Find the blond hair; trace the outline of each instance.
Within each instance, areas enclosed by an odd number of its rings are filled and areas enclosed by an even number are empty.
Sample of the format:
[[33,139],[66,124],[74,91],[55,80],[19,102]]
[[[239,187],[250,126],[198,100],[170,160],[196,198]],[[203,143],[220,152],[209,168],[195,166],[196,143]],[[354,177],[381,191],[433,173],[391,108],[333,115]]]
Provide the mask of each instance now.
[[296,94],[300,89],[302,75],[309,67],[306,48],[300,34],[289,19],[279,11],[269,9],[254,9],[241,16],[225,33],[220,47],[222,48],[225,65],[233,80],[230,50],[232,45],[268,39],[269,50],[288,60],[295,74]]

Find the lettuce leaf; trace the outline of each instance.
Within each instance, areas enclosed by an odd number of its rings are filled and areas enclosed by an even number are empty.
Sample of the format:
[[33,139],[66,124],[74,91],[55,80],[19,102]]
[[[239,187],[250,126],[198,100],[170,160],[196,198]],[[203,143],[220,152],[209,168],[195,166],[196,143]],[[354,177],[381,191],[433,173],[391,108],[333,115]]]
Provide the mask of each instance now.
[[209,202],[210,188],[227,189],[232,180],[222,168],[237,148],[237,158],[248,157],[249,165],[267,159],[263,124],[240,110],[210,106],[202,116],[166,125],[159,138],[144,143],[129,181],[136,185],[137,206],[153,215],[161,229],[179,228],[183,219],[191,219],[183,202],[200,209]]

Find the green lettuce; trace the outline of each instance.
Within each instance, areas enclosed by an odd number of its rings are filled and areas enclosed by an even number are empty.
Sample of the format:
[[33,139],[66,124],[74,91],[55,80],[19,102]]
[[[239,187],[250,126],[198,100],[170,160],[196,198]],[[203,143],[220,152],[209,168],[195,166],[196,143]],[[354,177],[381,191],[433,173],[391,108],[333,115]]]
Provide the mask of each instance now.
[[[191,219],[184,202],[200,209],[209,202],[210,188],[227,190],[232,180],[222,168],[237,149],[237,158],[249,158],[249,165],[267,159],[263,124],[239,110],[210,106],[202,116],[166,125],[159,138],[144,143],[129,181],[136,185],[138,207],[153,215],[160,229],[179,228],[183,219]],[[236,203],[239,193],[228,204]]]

(What is needed) Please list the lines of the records above as a numbered list, starting with the line containing "Find the green" and continuing through the end of the records, with blank lines left out.

(Result for this task)
1. Find the green lettuce; trace the outline of each instance.
2. Within each instance, areas enclosed by an odd number of its rings are filled and areas enclosed by an even number are empty.
3. Sample of the format:
4. [[33,139],[66,124],[74,91],[55,80],[19,102]]
5. [[[239,187],[250,126],[198,100],[170,160],[196,198]],[[203,143],[220,152],[209,168],[195,166],[196,143]],[[354,177],[381,191],[433,173],[391,108],[333,115]]]
6. Provide the mask of each instance now.
7. [[[191,219],[184,202],[200,209],[209,202],[210,188],[227,190],[232,180],[222,168],[237,149],[237,158],[249,158],[249,165],[267,159],[263,124],[239,110],[210,106],[202,116],[166,125],[159,138],[144,143],[129,181],[136,185],[138,207],[153,215],[160,229],[179,228],[183,219]],[[236,203],[239,193],[228,204]]]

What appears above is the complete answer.